## BEGIN Data in this exercise
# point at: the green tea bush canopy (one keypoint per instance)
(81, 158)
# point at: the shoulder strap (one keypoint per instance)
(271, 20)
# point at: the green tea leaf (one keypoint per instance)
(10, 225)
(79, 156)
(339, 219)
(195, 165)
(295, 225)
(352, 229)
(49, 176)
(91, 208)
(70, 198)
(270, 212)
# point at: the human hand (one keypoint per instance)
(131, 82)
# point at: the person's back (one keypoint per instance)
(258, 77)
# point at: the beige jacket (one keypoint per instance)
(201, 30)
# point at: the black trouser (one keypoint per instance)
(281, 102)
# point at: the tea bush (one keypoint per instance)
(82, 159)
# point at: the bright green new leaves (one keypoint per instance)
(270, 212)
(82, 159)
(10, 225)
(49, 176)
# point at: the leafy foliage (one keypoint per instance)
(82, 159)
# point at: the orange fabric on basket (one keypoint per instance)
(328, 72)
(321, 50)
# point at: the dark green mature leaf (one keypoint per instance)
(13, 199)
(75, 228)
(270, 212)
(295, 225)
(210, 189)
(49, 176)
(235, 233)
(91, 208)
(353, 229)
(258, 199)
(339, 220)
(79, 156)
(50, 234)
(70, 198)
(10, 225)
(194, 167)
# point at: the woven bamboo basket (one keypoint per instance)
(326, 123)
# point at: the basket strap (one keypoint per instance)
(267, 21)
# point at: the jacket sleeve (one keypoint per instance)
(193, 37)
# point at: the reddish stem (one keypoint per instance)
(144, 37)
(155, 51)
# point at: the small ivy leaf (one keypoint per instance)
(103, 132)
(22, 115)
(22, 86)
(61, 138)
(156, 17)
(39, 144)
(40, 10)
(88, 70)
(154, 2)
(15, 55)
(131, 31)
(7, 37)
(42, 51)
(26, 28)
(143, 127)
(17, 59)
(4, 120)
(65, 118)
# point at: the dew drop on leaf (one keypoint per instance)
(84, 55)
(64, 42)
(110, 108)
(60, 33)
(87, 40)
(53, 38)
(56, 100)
## END Data in this exercise
> _Instructions to follow_: Rewrite the listing above with every "jacket" changed to "coat", keeping everything else the same.

> _Full output_:
# point at: the green tea bush canopy (one keypoint per instance)
(81, 158)
# point at: the shoulder strap (one keypoint per instance)
(271, 20)
# point at: the green tea leaf (one keypoint per instance)
(10, 225)
(79, 156)
(339, 219)
(195, 165)
(295, 225)
(352, 229)
(49, 176)
(91, 208)
(70, 198)
(270, 212)
# point at: the human hand (one keypoint per instance)
(131, 82)
# point at: the person's back (one keypoint per instance)
(258, 77)
# point at: the beige coat (one keypoint per instance)
(201, 30)
# point at: the black trouser (one keypoint per instance)
(281, 102)
# point at: the tea bush (one keypoint per instance)
(82, 159)
# point at: the bright green new leaves (one keypoint per instance)
(270, 212)
(82, 159)
(10, 225)
(49, 176)
# point at: the leafy foliage (one keypoint per instance)
(82, 159)
# point at: the orange fabric on basket (one keypoint per instance)
(328, 72)
(321, 50)
# point at: the dark green mature leaf (one keypoint per instance)
(13, 199)
(75, 228)
(270, 212)
(295, 225)
(210, 189)
(49, 176)
(235, 233)
(91, 208)
(353, 229)
(258, 199)
(339, 220)
(79, 156)
(50, 234)
(70, 198)
(10, 225)
(194, 167)
# point at: the woven bamboo basket (one keypoint per instance)
(326, 123)
# point at: the basket strap (one keypoint per instance)
(267, 21)
# point at: the coat sleeve (one keypoint per instance)
(193, 37)
# point at: the reddish stem (one keypoint per instance)
(144, 37)
(155, 51)
# point at: the small ivy leaf (one keypoint per instance)
(103, 132)
(22, 115)
(22, 86)
(61, 138)
(156, 17)
(39, 144)
(40, 10)
(88, 70)
(154, 2)
(15, 55)
(131, 31)
(7, 37)
(42, 51)
(26, 28)
(143, 127)
(17, 59)
(4, 120)
(65, 118)
# point at: the dew drop on leaf (one keypoint per instance)
(84, 55)
(64, 42)
(110, 108)
(60, 33)
(87, 40)
(53, 38)
(56, 100)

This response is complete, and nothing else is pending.